Requirement 1 :: In the saved data entries below, pick out each line containing the string "clicks" and copy it in full. Case counts.

Page extract ::

The pipeline runs on CPU but is noticeably slower for the CLIP step. A consumer GPU (or Apple Silicon MPS) cuts the per-frame encode to a few milliseconds.

What we're building

Extract candidate frames (shot boundaries + uniform sampling).
Filter blurry frames out with Laplacian variance.
Score each remaining frame with OpenCLIP using a positive / negative prompt set.
Apply structural rules (prefer frames with faces).
Pick top-K with shot-level diversity.

1. Setup

python -m venv .venv && source .venv/bin/activate
pip install --break-system-packages \
  open-clip-torch \
  scenedetect[opencv] \
  opencv-python-headless \
  pillow \
  torch torchvision

For face detection we'll keep it simple and use OpenCV's built-in Haar cascades. If you need higher accuracy on small faces, swap to insightface later.

2. Extract candidate frames

Two sources of candidates: shot boundaries (one per shot) and uniform sampling (one every N seconds). Combine both, then dedupe by timestamp.

# extract.py
import subprocess, os, pathlib
from scenedetect import open_video, SceneManager, ContentDetector

def shot_boundaries(video_path: str) -> list[float]:
    """Return scene-cut timestamps (seconds) using PySceneDetect."""
    vid = open_video(video_path)
    sm = SceneManager()
    sm.add_detector(ContentDetector(threshold=27.0))
    sm.detect_scenes(vid, show_progress=False)
    scenes = sm.get_scene_list()
    # Take the start of each scene plus a small offset (avoid the literal cut frame).

Saved data entries
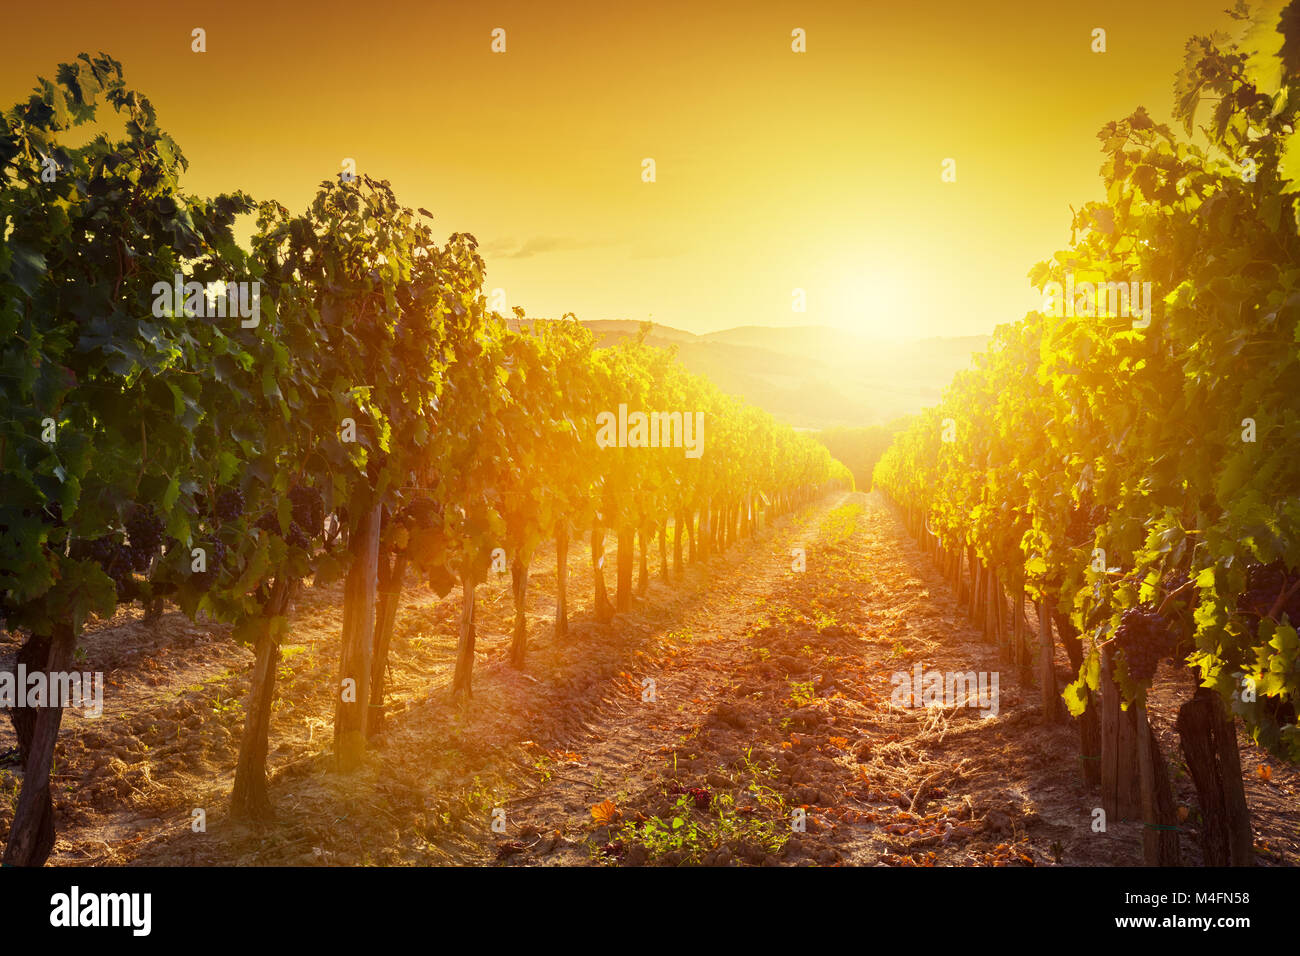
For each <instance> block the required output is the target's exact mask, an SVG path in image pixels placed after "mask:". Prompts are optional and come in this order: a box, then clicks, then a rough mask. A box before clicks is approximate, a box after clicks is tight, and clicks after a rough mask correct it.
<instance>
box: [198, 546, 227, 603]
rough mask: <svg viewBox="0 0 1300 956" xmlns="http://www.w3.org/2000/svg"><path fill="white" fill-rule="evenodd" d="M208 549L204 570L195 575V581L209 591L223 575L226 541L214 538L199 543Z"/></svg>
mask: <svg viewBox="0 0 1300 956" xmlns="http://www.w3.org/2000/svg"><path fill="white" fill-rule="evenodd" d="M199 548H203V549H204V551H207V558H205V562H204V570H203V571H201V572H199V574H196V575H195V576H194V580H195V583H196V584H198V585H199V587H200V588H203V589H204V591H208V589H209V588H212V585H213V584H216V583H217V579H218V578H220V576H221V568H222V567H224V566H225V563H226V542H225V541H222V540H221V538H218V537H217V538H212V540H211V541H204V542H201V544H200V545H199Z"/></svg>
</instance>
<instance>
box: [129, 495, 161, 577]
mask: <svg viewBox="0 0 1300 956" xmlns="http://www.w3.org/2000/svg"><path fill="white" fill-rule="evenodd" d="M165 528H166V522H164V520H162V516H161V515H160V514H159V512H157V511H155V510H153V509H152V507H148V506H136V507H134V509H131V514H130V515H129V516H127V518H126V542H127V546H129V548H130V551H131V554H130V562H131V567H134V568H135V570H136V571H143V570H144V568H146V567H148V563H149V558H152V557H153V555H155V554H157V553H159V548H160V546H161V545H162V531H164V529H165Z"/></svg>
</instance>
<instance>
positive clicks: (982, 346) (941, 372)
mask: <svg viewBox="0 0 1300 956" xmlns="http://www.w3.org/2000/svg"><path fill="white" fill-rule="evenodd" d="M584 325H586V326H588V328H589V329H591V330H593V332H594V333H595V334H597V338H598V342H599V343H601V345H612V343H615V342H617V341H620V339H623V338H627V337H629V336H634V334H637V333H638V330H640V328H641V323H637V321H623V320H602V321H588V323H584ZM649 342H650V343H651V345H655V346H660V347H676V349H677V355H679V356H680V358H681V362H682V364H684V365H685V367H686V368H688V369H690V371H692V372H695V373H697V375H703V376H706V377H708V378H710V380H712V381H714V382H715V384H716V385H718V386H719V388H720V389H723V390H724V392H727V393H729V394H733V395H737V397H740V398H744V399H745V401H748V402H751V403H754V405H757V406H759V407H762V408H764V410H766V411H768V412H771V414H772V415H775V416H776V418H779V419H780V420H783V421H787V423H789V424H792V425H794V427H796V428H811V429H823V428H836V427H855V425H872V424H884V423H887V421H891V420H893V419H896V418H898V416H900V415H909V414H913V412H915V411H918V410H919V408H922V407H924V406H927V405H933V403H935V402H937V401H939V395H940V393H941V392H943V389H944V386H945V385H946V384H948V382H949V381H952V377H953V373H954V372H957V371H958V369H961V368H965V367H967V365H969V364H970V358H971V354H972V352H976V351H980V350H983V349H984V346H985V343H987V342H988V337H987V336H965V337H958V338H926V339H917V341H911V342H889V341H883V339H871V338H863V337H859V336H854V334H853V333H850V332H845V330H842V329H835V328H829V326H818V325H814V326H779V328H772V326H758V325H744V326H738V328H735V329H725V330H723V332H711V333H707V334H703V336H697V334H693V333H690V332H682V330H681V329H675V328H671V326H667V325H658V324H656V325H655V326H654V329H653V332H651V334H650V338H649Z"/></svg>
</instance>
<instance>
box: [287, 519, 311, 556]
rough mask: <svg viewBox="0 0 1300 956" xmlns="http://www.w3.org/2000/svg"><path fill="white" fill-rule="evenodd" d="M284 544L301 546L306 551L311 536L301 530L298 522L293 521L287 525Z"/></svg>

Requirement 2 :: Extract the whole frame-selection tutorial above and reproduce it word for word.

Answer section 1 ::
For each <instance> block the required output is the target's exact mask, an SVG path in image pixels placed after "mask:". Prompts are optional and come in this order: a box, then clicks, then a rough mask. A box before clicks is approximate, a box after clicks is tight, and clicks after a rough mask correct it.
positive clicks: (982, 346) (941, 372)

Answer section 2 ::
The pipeline runs on CPU but is noticeably slower for the CLIP step. A consumer GPU (or Apple Silicon MPS) cuts the per-frame encode to a few milliseconds.

What we're building

Extract candidate frames (shot boundaries + uniform sampling).
Filter blurry frames out with Laplacian variance.
Score each remaining frame with OpenCLIP using a positive / negative prompt set.
Apply structural rules (prefer frames with faces).
Pick top-K with shot-level diversity.

1. Setup

python -m venv .venv && source .venv/bin/activate
pip install --break-system-packages \
  open-clip-torch \
  scenedetect[opencv] \
  opencv-python-headless \
  pillow \
  torch torchvision

For face detection we'll keep it simple and use OpenCV's built-in Haar cascades. If you need higher accuracy on small faces, swap to insightface later.

2. Extract candidate frames

Two sources of candidates: shot boundaries (one per shot) and uniform sampling (one every N seconds). Combine both, then dedupe by timestamp.

# extract.py
import subprocess, os, pathlib
from scenedetect import open_video, SceneManager, ContentDetector

def shot_boundaries(video_path: str) -> list[float]:
    """Return scene-cut timestamps (seconds) using PySceneDetect."""
    vid = open_video(video_path)
    sm = SceneManager()
    sm.add_detector(ContentDetector(threshold=27.0))
    sm.detect_scenes(vid, show_progress=False)
    scenes = sm.get_scene_list()
    # Take the start of each scene plus a small offset (avoid the literal cut frame).